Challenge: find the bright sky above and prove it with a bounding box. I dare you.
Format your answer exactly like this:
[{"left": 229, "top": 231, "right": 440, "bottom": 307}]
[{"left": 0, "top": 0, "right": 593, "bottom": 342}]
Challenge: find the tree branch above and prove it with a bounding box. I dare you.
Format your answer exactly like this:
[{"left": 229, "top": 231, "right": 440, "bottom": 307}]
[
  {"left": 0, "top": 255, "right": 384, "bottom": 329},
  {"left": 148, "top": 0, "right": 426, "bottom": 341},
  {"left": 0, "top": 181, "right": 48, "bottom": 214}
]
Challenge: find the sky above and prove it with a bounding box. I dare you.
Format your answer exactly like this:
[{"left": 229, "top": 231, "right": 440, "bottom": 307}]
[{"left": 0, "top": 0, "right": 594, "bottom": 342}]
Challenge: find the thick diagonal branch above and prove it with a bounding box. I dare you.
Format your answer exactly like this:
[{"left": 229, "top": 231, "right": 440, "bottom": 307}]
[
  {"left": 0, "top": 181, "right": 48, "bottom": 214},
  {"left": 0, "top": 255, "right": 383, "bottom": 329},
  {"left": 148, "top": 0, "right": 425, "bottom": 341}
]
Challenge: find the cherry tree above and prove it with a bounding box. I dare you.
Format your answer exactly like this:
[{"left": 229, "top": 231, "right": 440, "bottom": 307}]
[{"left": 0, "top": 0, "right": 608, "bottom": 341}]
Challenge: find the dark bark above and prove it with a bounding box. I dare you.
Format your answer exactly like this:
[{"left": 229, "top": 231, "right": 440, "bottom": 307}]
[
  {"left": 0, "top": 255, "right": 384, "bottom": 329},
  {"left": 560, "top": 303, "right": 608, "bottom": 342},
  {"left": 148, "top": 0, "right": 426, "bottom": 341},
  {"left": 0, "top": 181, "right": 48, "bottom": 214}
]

§ §

[Stated goal] Gather every line above that contains the word "bounding", and copy each one in full.

[Solution to this exercise]
Challenge: find the bright sky above and prove it with a bounding box. I dare you.
Challenge: find the tree branch above and prove it with a bounding box. I dare you.
Challenge: find the sky above and prove it with a bounding box. I dare you.
Challenge: find the thick diagonal branch above and prove it with a bounding box. I dare you.
Challenge: find the cherry tree above and prove it with a bounding box. I dare you.
Challenge: find the dark bark above and prove it with a bounding box. I dare you.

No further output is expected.